Your task —
Print only the line with "Practice step: identify the bar" and the lines after it, ending with the last line of the material, each exactly as it stands.
--- Start of Task data ---
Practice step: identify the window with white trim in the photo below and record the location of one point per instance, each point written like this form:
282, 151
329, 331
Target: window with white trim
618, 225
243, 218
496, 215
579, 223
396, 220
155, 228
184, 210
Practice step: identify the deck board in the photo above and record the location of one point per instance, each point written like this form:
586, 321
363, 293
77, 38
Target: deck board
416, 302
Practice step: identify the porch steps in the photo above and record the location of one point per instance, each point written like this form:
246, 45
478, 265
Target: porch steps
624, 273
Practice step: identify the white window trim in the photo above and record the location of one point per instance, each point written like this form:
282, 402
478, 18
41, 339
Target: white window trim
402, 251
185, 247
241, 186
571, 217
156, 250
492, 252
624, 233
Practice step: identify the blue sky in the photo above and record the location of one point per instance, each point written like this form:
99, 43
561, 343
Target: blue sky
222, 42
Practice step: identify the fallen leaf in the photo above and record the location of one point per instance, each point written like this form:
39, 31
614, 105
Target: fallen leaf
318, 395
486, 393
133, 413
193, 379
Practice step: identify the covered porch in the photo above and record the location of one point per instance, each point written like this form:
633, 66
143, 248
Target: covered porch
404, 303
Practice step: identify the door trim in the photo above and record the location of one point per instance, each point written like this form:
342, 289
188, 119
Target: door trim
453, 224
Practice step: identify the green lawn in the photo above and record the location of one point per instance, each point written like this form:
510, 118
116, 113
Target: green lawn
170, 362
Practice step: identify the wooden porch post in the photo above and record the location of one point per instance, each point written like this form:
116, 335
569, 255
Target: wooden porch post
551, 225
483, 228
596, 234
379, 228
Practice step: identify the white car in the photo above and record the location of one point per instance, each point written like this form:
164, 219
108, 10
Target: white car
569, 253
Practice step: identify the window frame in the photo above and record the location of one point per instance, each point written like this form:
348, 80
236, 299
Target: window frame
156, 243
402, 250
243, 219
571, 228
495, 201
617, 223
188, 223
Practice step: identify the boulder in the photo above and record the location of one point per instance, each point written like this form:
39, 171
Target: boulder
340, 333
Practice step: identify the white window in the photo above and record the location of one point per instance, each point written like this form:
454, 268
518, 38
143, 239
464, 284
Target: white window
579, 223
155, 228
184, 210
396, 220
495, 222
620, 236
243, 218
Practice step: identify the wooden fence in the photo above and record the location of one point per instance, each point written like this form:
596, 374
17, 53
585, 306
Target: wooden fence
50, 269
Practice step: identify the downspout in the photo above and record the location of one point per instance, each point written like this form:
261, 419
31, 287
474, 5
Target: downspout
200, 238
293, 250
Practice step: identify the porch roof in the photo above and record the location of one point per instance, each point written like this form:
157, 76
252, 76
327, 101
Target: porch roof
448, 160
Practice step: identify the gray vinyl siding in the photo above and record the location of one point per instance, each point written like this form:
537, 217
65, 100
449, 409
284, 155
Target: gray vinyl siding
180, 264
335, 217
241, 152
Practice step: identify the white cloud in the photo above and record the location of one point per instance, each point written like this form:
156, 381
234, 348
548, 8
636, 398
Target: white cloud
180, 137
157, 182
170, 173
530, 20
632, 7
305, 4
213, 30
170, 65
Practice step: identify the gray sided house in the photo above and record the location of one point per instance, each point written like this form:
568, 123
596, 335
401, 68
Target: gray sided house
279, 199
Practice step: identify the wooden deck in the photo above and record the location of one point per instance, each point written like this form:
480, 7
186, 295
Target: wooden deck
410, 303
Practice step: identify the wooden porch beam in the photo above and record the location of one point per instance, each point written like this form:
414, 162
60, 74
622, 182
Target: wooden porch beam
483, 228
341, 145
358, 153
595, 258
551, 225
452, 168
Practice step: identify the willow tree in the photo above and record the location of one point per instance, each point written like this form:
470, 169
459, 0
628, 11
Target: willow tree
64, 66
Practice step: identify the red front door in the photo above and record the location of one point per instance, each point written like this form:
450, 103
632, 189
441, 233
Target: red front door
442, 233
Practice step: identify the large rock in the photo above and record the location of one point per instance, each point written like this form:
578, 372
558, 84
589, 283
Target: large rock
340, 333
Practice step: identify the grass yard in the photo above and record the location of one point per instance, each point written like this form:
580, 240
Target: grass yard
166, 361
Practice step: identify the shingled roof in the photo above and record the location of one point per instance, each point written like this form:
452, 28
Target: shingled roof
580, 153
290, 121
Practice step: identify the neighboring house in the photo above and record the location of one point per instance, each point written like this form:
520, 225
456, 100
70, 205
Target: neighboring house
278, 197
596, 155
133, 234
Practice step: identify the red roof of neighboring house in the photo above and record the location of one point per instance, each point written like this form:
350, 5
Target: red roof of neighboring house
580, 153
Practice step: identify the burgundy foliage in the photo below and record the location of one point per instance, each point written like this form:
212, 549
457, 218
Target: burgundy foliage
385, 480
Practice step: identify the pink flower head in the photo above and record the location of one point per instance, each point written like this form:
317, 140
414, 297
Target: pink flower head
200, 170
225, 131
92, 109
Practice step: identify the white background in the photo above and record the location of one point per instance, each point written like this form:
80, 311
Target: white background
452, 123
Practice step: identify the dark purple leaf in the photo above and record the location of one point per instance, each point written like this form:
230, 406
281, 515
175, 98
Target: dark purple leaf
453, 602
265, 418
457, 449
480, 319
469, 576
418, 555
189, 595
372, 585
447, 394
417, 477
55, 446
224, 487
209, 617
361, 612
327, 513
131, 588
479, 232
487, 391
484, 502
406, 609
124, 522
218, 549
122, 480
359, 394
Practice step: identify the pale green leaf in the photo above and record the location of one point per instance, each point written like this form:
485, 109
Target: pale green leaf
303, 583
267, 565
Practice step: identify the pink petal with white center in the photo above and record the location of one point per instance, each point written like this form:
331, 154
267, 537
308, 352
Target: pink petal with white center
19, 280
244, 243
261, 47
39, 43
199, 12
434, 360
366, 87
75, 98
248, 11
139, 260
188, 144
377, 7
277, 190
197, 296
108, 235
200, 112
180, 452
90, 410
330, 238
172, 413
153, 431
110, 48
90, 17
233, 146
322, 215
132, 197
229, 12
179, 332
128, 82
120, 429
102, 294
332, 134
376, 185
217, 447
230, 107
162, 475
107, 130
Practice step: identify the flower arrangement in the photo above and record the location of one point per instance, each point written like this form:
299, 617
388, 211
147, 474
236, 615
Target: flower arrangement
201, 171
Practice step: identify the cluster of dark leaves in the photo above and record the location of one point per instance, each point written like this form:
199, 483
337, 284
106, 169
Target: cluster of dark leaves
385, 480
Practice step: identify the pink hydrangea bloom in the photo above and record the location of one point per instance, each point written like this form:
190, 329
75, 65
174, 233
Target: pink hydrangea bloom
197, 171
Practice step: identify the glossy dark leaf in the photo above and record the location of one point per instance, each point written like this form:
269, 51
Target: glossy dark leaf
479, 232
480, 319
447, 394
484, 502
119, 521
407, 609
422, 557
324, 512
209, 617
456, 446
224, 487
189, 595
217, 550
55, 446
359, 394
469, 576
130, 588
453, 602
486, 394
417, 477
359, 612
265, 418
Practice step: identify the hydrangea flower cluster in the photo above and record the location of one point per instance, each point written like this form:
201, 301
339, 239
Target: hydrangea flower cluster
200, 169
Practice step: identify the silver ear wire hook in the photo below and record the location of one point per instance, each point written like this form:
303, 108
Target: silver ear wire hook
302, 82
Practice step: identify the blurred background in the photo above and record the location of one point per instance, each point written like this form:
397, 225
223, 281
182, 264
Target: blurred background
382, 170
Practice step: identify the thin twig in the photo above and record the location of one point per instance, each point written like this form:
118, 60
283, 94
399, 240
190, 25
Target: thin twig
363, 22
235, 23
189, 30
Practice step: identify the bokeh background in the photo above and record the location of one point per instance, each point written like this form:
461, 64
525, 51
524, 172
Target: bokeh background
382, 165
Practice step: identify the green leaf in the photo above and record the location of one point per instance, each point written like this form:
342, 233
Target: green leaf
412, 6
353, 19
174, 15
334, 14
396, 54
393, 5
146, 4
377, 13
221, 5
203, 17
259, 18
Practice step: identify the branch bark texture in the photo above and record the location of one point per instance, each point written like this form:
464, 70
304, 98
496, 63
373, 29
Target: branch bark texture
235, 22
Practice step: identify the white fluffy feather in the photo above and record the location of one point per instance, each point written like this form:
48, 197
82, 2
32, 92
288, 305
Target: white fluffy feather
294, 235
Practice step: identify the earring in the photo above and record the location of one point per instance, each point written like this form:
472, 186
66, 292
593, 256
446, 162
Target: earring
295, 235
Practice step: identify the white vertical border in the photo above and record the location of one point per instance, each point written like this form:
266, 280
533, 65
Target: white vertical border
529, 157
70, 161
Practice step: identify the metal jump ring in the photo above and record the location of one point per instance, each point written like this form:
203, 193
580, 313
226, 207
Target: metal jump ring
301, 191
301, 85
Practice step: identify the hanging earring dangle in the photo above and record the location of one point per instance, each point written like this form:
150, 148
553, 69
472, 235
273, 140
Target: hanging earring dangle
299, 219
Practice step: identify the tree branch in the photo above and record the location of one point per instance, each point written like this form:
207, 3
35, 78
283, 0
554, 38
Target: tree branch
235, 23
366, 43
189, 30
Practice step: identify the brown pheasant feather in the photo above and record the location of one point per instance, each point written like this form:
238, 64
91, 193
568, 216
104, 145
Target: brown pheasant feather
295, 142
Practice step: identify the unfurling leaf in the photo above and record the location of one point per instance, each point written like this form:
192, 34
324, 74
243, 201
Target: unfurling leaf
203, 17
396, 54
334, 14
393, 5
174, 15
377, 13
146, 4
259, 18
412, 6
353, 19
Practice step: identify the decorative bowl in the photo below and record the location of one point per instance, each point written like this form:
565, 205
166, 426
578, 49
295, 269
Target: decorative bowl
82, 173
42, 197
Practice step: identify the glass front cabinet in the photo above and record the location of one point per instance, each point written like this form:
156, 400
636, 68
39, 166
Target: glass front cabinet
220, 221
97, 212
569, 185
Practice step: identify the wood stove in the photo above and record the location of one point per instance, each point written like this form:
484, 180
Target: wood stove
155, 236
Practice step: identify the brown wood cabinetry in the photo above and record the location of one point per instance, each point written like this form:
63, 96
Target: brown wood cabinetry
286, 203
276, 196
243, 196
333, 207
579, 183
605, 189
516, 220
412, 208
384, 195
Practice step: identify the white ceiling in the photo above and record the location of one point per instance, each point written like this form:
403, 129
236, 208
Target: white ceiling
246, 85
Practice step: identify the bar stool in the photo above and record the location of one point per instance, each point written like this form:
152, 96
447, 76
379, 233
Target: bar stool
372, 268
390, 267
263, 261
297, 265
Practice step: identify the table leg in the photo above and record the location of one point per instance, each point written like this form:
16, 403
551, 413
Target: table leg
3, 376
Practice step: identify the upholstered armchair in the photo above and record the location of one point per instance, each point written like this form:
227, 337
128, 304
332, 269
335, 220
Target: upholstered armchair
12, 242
--- End of Task data ---
Result for this task —
Practice step: identify the bar stool in the photo above and record the location of one point per instance, each point written like this form:
152, 96
447, 76
379, 233
Target: bar stool
372, 268
390, 267
263, 261
297, 265
Practice step: identify the table leg in the photo above and record the location of one point per instance, each point written like this form:
16, 403
551, 413
Target: table leg
3, 376
Practice step: identify the upholstered armchair in the photo above and record the location of one point per instance, each point written like this form:
227, 337
128, 304
332, 269
335, 220
Target: upholstered armchair
12, 242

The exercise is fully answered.